### EXTRACTED TEXT
━━━━━━━━━━
Emergency First Aid vs Standard First Aid: Which One Do You Need? - Canadian Compliance Institute Skip to content

Emergency First Aid vs Standard First Aid: Which One Do You Need?

Learn the difference between Emergency First Aid and Standard First Aid, including CPR levels, course content, and workplace requirements.

RA
Rafi Ahmed
  • May 2026
  • 12 mins read
Emergency First Aid vs Standard First Aid: Which One Do You Need?

Picture this: You just accepted a new job on a construction site in Ontario. Your employer says you need "first aid certification" before your first shift. You search online and immediately hit a fork in the road — Emergency First Aid or Standard First Aid? One course takes a single day. The other takes two. The price difference is $50 to $80. And if you book the wrong one, you may show up on Day 1 still non-compliant.

This is one of the most common questions Canadians ask before getting certified — and it has a clear, lawful answer once you know your workplace, your province, and your role. This guide breaks down both certifications side-by-side, explains provincial regulations, and helps you make the right call with confidence.

The Quick Answer: Emergency vs Standard First Aid

If you're pressed for time, here's the short version:

Emergency First Aid is a one-day course (6.5–8 hours) focused on life-threatening emergencies: CPR, AED use, choking, severe bleeding, and shock. It's ideal for small, low-risk workplaces.

Standard First Aid is a two-day course (13–16 hours) that covers everything in Emergency First Aid, plus a broader range of injuries and medical conditions — from head and spine injuries to poisoning and diabetic emergencies. It's required in most medium-to-high-risk workplaces and for teams of six or more workers.

Both certifications are valid for 3 years in most Canadian provinces.

At-a-Glance Comparison Table

What Is Emergency First Aid? (The 1-Day Course)

Emergency First Aid is the entry-level certification in Canada's workplace first aid system. The course runs 6.5 to 8 hours and is designed around a single goal: keeping someone alive until paramedics arrive. It teaches responders to recognize and react to the most immediately life-threatening situations.

Key Topics Covered

Emergency First Aid typically includes:

  • Cardiopulmonary Resuscitation (CPR): Hands-on chest compressions and rescue breathing for adults, and often children depending on the CPR level included.

  • AED Operation: Automated External Defibrillator use to restore normal heart rhythm after cardiac arrest.

  • Choking Response: The Heimlich manoeuvre and back blows for adults and children.
━━━━━━━━━━
### WHAT TO DO
Reproduce the first aid article from "Key Topics Covered" up to and including "after cardiac arrest.", swapping "rescue breathing" for "mouth-to-mouth breathing".

### INFORMATION
━━━━━━━━━━
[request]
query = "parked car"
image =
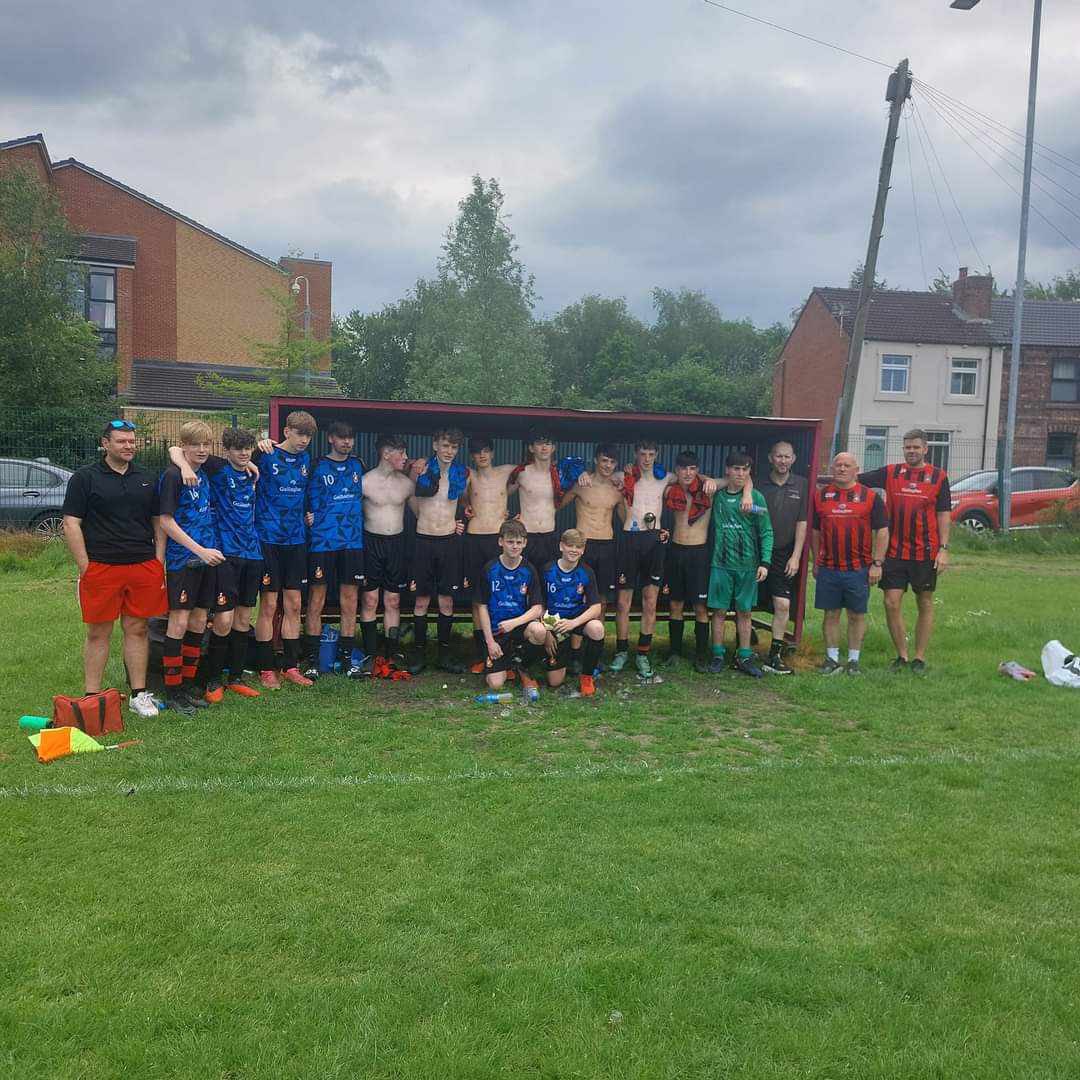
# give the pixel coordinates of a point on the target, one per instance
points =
(1036, 491)
(31, 495)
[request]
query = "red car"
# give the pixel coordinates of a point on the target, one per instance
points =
(1036, 493)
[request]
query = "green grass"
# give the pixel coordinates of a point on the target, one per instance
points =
(813, 878)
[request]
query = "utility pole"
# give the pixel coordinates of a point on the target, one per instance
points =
(896, 93)
(1004, 497)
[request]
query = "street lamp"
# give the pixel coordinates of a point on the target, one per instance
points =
(1004, 497)
(307, 321)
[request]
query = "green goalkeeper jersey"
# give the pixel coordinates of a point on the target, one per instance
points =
(742, 541)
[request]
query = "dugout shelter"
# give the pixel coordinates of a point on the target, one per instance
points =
(577, 433)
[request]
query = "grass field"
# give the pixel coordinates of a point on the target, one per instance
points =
(812, 878)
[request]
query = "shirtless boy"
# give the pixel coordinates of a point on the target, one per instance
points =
(596, 496)
(387, 488)
(538, 488)
(436, 559)
(687, 565)
(487, 495)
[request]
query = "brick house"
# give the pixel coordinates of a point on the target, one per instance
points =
(172, 299)
(940, 363)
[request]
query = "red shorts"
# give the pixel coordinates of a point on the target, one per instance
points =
(137, 589)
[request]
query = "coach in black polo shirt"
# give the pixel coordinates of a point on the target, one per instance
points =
(110, 513)
(786, 495)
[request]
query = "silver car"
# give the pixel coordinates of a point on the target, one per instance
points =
(31, 496)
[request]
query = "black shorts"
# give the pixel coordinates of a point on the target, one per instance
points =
(686, 572)
(542, 548)
(777, 583)
(336, 568)
(284, 566)
(917, 572)
(640, 559)
(385, 563)
(194, 586)
(513, 647)
(480, 549)
(436, 566)
(599, 555)
(239, 580)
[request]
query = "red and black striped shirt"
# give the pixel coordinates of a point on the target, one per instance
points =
(847, 518)
(914, 498)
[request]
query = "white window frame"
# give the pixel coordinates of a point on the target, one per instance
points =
(961, 367)
(891, 367)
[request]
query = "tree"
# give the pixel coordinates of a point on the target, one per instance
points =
(286, 362)
(49, 353)
(855, 281)
(475, 339)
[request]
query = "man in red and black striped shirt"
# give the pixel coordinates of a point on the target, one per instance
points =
(849, 539)
(919, 502)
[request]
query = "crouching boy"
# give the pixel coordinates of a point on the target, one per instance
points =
(574, 603)
(510, 608)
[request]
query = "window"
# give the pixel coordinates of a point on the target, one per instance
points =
(102, 308)
(1061, 449)
(1065, 381)
(894, 372)
(874, 447)
(937, 448)
(963, 377)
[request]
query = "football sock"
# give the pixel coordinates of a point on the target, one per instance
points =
(591, 655)
(172, 662)
(292, 647)
(346, 645)
(264, 656)
(215, 657)
(190, 652)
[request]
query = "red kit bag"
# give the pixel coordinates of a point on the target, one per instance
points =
(95, 713)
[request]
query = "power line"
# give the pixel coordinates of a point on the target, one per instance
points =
(919, 120)
(933, 185)
(979, 134)
(796, 34)
(997, 123)
(989, 165)
(915, 204)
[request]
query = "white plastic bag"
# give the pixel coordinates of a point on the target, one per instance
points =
(1061, 666)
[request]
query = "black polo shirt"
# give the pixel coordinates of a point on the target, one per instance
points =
(787, 507)
(116, 511)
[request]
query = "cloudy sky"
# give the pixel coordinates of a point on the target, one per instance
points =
(638, 144)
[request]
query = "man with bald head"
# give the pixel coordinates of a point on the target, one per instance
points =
(849, 540)
(786, 495)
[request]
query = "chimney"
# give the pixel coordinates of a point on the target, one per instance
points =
(972, 296)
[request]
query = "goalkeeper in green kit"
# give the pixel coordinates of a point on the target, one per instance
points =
(742, 549)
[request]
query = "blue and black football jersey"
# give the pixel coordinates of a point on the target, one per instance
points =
(280, 496)
(189, 507)
(567, 593)
(508, 593)
(232, 500)
(336, 499)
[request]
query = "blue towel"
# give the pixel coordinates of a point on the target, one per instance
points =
(427, 484)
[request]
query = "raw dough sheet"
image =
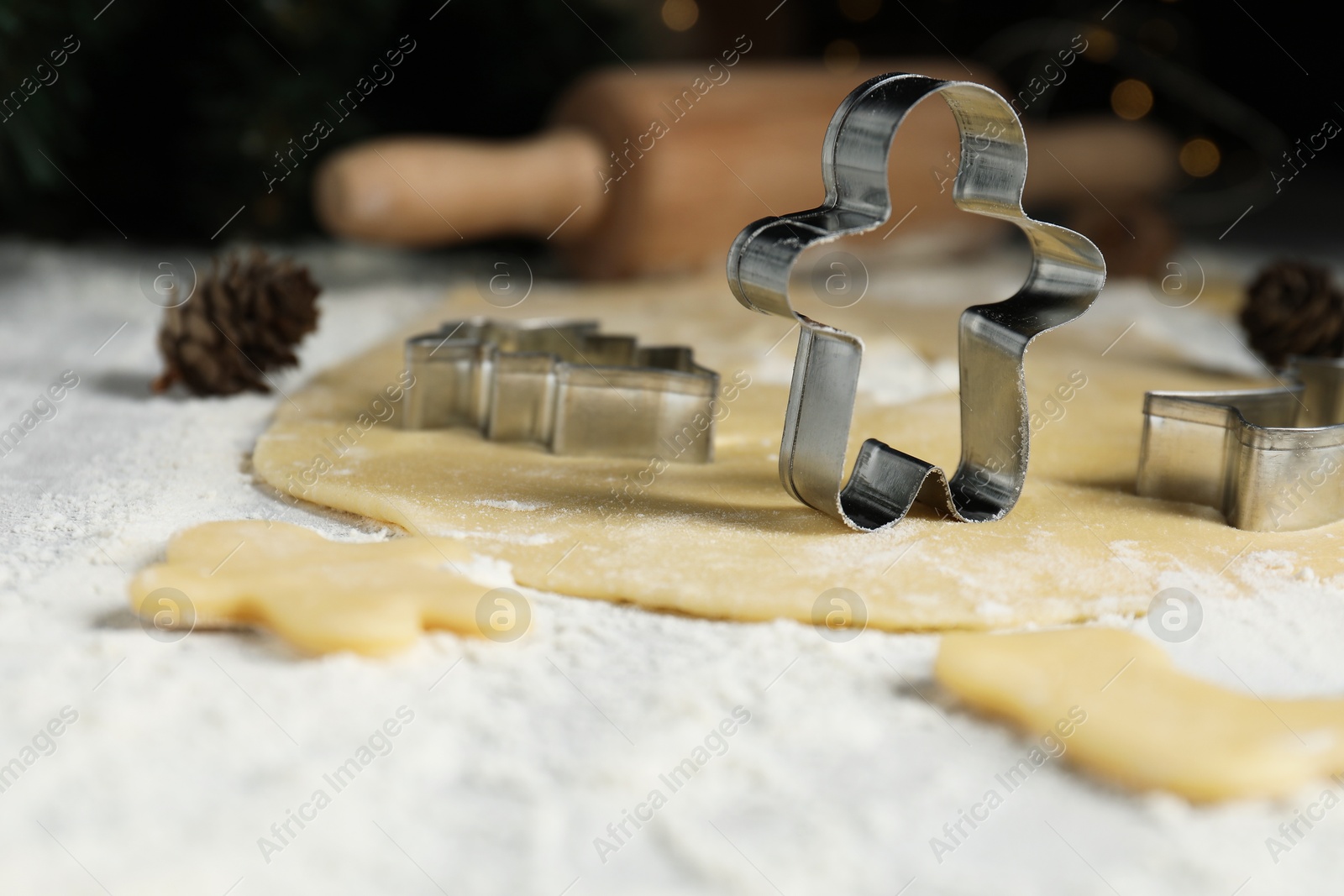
━━━━━━━━━━
### ANSWER FOR THE TASK
Key Topics Covered

Emergency First Aid typically includes:

  • Cardiopulmonary Resuscitation (CPR): Hands-on chest compressions and mouth-to-mouth breathing for adults, and often children depending on the CPR level included.

  • AED Operation: Automated External Defibrillator use to restore normal heart rhythm after cardiac arrest.